> TASK OBJECTIVE: Convert the lines below, from the first one through the line containing "left=80, top=215, right=152, bottom=283" (inclusive), into a numbered list with blank lines omitted.
◆ ◆ ◆ ◆ ◆
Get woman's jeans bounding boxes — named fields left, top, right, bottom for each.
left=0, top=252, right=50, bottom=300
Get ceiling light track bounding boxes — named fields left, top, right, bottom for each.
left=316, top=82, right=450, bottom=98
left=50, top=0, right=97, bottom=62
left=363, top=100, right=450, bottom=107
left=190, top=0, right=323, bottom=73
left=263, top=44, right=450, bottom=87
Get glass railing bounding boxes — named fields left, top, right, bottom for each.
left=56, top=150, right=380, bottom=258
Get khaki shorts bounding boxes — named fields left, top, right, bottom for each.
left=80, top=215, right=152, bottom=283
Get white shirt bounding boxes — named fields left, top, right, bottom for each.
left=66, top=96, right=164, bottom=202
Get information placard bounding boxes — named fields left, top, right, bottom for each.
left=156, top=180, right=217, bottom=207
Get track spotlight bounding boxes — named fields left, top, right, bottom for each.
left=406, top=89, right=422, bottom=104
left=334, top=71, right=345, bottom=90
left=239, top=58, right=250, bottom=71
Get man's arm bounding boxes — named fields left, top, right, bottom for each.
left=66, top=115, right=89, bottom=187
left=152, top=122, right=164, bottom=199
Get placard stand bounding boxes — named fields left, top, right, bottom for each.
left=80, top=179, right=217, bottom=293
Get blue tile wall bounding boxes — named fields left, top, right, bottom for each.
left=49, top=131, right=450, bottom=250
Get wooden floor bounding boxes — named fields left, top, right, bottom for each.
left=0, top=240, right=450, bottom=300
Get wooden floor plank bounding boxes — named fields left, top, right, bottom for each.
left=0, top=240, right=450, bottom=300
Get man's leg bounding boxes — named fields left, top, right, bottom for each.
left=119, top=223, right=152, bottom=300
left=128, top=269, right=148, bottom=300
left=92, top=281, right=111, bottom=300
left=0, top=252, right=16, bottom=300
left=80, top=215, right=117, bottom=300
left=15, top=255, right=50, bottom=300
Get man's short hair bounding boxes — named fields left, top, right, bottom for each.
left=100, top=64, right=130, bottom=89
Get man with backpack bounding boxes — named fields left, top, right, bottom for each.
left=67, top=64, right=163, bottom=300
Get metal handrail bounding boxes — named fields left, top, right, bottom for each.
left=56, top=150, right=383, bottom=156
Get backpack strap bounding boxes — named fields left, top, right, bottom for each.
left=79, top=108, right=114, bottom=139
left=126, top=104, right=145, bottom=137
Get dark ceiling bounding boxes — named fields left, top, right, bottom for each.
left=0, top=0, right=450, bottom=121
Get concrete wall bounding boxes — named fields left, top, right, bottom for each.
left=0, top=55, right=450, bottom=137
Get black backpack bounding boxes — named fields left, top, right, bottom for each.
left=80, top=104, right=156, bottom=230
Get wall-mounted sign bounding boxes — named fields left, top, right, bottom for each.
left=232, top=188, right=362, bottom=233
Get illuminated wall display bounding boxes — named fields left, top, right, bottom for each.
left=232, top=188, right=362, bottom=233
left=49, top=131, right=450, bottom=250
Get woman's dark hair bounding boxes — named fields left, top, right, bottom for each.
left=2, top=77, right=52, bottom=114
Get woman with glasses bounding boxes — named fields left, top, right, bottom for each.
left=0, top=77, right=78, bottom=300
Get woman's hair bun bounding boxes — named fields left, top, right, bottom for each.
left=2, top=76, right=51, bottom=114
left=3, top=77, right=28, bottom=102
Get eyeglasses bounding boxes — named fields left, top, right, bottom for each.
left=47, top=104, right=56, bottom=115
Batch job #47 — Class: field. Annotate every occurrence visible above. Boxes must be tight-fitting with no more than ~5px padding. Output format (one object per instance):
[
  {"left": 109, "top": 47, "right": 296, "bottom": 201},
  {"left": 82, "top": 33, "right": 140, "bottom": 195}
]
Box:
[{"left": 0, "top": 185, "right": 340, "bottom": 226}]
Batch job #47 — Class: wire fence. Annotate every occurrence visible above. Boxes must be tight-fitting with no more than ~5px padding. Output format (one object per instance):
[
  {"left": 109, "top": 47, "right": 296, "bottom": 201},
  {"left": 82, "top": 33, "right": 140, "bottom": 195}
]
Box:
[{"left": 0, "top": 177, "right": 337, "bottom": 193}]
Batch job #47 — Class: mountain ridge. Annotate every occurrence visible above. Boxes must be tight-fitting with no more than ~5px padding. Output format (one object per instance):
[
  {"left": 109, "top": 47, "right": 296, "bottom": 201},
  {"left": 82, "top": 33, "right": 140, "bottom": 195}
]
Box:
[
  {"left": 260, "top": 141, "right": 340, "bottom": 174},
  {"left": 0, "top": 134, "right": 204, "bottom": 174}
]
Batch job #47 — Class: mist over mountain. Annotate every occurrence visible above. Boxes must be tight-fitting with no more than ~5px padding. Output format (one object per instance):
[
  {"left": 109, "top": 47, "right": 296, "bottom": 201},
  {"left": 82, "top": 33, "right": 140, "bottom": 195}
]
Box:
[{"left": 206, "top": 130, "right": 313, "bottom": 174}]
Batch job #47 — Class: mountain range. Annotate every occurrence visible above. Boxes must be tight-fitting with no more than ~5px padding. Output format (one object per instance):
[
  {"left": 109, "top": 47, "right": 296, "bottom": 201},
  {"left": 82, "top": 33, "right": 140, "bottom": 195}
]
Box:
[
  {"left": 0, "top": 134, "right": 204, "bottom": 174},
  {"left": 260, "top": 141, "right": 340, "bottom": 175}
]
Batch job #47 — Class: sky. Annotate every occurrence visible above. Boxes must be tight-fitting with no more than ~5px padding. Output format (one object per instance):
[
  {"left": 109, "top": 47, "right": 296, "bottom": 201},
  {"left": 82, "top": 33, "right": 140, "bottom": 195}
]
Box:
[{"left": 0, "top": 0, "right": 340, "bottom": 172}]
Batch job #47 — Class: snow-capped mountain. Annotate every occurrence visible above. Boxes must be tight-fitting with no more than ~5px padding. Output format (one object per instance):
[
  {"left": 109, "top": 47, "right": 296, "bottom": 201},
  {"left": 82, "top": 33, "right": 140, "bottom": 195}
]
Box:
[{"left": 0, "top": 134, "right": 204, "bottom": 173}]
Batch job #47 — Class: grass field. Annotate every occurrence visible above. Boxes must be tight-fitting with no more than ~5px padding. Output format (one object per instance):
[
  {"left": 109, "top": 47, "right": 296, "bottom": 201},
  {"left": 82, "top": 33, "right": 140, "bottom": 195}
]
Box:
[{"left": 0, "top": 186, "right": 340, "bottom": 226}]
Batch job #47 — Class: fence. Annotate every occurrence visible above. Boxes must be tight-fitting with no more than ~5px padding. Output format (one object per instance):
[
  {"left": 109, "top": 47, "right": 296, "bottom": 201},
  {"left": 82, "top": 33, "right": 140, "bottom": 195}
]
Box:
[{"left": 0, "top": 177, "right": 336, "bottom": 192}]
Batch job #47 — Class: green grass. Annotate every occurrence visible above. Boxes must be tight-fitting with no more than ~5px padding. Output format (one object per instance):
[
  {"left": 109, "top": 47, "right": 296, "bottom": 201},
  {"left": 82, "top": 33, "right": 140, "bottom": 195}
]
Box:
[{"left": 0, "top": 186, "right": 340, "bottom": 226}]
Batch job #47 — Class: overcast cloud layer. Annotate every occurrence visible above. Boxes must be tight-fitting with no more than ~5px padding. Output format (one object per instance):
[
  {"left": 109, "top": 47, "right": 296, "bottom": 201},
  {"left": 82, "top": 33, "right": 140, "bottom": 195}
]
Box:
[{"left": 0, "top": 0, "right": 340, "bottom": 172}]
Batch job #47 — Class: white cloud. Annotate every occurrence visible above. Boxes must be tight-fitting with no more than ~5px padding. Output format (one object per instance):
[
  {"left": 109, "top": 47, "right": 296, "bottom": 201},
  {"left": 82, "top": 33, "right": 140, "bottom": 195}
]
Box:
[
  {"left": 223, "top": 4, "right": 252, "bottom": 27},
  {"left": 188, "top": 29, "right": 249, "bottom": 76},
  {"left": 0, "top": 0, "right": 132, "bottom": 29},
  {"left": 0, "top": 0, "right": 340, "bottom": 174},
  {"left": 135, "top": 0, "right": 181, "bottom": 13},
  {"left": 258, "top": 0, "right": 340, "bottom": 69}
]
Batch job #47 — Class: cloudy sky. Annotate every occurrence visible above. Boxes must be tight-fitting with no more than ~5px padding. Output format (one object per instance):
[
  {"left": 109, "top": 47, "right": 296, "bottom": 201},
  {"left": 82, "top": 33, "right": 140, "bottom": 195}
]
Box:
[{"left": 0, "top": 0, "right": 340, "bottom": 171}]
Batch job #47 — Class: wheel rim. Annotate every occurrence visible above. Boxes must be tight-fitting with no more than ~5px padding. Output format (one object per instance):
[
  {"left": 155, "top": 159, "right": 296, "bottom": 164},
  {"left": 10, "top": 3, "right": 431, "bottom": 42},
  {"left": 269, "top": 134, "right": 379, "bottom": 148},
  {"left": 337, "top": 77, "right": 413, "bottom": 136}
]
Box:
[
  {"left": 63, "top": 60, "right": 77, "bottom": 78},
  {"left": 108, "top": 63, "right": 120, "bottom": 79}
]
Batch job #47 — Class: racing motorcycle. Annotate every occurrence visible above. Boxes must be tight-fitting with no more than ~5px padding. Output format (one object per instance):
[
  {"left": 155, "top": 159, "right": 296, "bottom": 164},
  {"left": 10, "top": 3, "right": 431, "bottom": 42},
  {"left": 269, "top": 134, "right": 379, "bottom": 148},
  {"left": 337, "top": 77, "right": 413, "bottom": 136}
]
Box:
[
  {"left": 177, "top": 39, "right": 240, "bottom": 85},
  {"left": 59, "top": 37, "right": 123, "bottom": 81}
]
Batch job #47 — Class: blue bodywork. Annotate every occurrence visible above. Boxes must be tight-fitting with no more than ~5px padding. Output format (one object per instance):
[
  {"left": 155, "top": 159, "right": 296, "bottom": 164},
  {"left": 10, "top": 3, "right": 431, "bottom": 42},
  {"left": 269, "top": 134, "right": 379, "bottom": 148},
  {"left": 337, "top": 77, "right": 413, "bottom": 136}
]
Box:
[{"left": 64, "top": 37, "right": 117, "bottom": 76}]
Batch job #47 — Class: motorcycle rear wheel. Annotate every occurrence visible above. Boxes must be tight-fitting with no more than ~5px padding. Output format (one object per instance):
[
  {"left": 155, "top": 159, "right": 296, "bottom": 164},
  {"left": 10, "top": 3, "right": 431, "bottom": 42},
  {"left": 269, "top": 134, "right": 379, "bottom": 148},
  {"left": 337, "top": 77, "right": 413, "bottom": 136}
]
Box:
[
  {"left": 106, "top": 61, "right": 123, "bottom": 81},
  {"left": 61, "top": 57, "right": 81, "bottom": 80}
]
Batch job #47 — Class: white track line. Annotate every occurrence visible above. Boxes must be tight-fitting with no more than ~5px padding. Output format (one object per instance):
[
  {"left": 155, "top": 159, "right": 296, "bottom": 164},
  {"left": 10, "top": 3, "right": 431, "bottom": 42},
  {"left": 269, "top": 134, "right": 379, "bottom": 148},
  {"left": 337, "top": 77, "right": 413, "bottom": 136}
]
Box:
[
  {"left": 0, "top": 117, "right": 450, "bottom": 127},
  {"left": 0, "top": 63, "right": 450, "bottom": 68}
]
◆ ◆ ◆ ◆ ◆
> WRITTEN SOLUTION:
1. Get woman's jeans bounding boxes — named fields left, top, right, bottom for each.
2. left=0, top=252, right=50, bottom=300
3. Get ceiling light track bounding boxes — named fields left, top, right, bottom for each.
4. left=316, top=82, right=450, bottom=98
5. left=50, top=0, right=97, bottom=62
6. left=363, top=100, right=450, bottom=107
7. left=190, top=0, right=323, bottom=73
8. left=263, top=44, right=450, bottom=87
9. Get glass railing bounding boxes — named fields left, top, right, bottom for each.
10. left=56, top=150, right=380, bottom=258
11. Get khaki shorts bounding boxes — named fields left, top, right, bottom for each.
12. left=80, top=215, right=152, bottom=283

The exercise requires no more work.